(Referring expression data)
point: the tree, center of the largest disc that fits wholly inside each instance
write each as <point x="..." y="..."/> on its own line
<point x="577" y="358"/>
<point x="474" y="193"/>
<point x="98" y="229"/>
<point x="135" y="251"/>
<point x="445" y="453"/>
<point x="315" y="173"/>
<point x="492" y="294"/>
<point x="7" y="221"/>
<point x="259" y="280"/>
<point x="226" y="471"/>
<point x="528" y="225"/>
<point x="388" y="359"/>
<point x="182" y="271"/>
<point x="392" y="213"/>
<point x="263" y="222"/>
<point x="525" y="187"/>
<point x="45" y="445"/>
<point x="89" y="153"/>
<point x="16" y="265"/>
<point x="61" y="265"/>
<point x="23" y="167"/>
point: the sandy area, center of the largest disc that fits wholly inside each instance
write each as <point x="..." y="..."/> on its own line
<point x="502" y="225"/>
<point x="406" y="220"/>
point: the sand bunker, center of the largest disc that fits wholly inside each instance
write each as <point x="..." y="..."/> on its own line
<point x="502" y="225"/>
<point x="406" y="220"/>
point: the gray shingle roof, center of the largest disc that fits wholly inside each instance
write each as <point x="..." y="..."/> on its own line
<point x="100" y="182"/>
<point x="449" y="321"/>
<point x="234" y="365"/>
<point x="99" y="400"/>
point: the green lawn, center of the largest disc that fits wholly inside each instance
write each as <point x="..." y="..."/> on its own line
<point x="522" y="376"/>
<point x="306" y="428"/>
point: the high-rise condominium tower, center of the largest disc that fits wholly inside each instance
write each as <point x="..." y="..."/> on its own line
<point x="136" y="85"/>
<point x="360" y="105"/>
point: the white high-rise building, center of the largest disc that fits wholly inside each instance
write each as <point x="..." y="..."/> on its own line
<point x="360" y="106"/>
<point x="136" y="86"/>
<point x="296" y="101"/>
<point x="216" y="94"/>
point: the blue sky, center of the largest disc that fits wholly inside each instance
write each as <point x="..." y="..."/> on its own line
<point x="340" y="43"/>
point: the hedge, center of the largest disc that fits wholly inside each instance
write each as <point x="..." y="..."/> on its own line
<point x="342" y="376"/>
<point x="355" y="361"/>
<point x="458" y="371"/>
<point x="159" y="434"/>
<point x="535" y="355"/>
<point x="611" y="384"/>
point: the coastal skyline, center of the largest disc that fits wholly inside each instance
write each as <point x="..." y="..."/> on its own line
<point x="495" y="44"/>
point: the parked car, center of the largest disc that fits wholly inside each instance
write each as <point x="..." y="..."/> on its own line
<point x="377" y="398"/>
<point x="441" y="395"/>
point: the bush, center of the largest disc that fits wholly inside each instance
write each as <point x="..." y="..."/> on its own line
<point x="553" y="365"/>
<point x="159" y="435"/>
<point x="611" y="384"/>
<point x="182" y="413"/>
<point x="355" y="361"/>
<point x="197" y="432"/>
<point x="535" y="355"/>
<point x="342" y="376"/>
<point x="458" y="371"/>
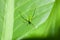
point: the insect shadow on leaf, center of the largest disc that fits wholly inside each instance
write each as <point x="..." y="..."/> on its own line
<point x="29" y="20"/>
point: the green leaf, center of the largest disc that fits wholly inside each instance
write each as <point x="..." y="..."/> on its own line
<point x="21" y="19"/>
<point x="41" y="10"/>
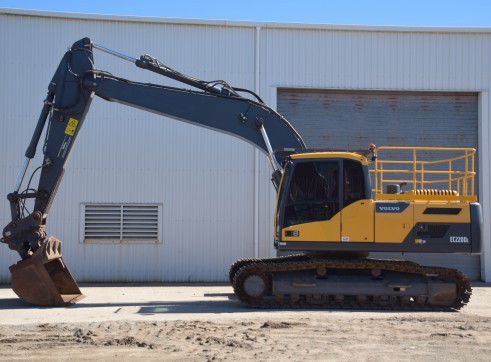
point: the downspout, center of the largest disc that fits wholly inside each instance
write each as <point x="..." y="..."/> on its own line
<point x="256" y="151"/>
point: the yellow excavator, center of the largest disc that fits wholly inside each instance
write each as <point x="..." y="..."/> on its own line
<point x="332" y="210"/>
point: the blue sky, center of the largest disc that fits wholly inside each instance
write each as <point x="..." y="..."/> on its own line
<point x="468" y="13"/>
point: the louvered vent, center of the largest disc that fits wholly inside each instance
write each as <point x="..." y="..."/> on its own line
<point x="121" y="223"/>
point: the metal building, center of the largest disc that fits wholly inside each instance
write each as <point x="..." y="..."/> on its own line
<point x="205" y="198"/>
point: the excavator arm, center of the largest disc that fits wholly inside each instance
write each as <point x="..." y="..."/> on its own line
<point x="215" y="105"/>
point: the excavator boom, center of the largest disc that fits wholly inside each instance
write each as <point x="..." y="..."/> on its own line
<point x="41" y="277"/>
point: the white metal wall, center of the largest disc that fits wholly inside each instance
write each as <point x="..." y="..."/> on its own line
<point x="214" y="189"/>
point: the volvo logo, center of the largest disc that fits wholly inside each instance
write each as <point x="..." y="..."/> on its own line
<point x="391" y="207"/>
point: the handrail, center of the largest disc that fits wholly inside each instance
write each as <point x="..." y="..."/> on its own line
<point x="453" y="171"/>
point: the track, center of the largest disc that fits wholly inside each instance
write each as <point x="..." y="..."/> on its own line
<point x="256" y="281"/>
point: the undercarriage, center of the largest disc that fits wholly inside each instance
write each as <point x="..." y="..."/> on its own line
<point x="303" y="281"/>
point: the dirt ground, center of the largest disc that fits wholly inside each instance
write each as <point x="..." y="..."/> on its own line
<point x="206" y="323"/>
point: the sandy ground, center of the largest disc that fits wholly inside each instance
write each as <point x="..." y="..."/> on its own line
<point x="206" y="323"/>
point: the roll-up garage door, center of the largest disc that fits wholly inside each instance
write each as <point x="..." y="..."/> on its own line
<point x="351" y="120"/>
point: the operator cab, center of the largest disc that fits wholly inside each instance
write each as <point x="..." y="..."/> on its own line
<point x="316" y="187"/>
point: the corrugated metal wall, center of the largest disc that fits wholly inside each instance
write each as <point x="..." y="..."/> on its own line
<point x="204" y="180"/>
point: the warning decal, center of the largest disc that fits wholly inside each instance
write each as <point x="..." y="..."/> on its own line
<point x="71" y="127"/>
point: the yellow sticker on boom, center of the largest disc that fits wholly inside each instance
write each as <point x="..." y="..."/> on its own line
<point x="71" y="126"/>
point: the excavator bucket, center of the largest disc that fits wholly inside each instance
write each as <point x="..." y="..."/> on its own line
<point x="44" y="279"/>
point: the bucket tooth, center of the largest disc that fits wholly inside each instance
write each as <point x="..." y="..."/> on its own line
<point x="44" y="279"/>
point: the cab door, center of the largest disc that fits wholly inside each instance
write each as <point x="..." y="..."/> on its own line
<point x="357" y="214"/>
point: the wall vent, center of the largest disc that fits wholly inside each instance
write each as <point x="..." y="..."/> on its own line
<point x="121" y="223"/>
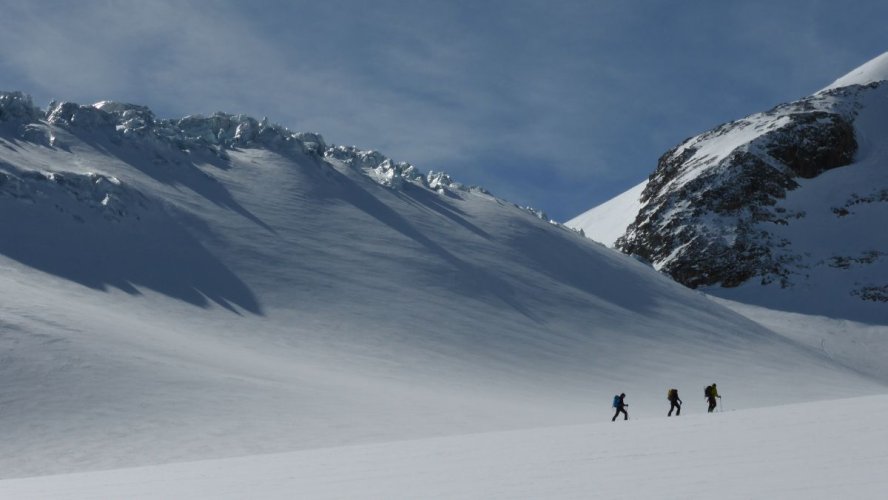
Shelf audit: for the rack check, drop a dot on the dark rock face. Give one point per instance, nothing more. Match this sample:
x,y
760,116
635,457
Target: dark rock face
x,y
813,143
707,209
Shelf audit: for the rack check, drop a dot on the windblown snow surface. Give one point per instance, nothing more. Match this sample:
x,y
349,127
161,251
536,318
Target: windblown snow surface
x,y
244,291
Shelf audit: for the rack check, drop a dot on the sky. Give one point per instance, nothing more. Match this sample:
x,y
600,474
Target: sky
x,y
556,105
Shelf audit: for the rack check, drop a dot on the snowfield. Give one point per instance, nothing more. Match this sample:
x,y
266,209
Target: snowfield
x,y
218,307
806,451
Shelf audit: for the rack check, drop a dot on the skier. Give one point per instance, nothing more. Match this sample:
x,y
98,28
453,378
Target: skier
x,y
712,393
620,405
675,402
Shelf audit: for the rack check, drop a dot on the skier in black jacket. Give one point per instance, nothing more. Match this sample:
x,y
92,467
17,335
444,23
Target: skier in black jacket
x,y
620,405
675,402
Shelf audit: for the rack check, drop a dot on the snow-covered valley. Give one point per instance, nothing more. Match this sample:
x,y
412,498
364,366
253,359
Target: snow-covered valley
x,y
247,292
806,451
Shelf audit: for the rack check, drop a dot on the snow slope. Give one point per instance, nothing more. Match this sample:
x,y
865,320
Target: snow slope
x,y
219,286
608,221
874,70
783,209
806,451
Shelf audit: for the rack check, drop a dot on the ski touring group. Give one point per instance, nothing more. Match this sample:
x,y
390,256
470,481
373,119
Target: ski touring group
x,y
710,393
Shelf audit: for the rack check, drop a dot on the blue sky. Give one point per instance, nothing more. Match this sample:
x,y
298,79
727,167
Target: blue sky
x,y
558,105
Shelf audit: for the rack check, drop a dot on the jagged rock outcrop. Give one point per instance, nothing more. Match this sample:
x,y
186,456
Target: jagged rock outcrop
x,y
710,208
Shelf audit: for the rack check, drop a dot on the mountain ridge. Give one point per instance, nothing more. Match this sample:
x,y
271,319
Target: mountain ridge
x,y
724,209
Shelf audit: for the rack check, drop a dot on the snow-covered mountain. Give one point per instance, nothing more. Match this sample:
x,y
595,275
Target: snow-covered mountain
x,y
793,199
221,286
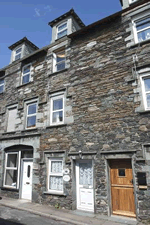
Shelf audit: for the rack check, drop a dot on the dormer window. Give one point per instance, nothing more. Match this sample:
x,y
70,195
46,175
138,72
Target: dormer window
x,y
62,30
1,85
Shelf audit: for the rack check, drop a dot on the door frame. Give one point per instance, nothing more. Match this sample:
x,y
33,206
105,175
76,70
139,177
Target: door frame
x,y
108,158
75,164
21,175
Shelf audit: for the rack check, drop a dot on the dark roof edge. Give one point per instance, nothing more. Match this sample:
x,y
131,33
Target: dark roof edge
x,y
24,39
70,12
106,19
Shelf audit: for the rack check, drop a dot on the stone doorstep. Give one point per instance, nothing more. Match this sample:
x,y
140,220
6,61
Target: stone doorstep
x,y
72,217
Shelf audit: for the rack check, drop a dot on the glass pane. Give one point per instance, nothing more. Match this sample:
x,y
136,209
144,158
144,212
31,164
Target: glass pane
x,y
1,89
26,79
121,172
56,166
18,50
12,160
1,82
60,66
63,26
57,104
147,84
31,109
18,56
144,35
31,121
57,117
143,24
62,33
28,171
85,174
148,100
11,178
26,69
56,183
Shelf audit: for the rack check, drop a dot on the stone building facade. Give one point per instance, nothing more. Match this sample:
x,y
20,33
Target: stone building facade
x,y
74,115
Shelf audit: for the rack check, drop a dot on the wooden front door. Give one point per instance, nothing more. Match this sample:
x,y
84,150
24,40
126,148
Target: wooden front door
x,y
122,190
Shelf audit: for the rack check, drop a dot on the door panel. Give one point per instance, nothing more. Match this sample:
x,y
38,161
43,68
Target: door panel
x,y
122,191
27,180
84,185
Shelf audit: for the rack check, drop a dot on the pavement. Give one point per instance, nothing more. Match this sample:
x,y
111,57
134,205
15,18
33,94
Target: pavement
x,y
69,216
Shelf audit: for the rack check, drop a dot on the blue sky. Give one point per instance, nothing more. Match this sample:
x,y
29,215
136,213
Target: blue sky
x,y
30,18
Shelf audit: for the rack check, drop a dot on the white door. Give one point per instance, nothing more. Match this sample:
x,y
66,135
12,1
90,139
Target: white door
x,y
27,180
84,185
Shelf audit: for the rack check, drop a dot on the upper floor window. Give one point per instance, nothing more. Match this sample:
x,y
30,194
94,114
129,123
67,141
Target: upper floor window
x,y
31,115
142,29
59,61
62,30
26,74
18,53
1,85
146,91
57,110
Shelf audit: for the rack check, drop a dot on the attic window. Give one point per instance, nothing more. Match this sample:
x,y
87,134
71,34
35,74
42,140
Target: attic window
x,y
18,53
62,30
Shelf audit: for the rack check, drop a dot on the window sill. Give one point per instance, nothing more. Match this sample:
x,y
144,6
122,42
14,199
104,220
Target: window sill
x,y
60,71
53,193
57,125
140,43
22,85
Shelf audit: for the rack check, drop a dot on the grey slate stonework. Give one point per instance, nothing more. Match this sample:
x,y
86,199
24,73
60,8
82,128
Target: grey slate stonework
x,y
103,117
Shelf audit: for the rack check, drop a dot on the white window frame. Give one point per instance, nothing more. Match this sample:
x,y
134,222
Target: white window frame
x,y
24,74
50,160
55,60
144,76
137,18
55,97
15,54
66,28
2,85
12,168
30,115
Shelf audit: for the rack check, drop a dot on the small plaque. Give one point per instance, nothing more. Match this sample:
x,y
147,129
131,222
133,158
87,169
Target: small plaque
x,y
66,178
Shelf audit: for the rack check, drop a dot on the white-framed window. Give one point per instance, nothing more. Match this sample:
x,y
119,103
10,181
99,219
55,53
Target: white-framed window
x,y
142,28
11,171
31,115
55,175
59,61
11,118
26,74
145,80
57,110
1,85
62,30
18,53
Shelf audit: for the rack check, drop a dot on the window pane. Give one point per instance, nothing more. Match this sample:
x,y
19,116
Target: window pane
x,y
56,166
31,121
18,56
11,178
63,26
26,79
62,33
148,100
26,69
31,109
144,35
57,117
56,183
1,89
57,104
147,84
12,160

> **Instructions for the task**
The answer should be nothing more than the lines from the one with "Target: grey slate stonework" through the end of the entries, restated word for word.

> **Problem solution**
Target: grey slate stonework
x,y
103,117
Shelf audit: for the rack check, drop a dot on the white window frame. Give one point per instance, nothing more. Match this sample:
x,y
134,222
Target: white window frame
x,y
24,74
50,160
55,60
144,76
137,18
55,97
15,54
66,28
2,85
12,168
30,115
Shelf audit: for the rack check, drop a dot on the small plaque. Give one point per instance, nothing more. Match this sample:
x,y
147,129
131,222
133,158
87,169
Target: small plaque
x,y
66,178
Shelf audit: for the rack check, drop a dot on the white-framed window. Give one point per instance, nothing more. Match this sample:
x,y
119,103
10,181
99,219
55,53
Target: white-framed window
x,y
142,28
11,171
31,115
55,175
59,61
11,118
26,74
145,80
57,110
1,85
62,30
18,53
Shelf audit: for the rack check, drop a dot on the window pane. Give one point per instance, nothing more. Match this sample:
x,y
19,116
Target: window pane
x,y
56,166
31,121
18,56
11,178
63,26
26,79
62,33
148,100
26,69
31,109
144,35
57,117
56,183
1,89
57,104
147,84
12,160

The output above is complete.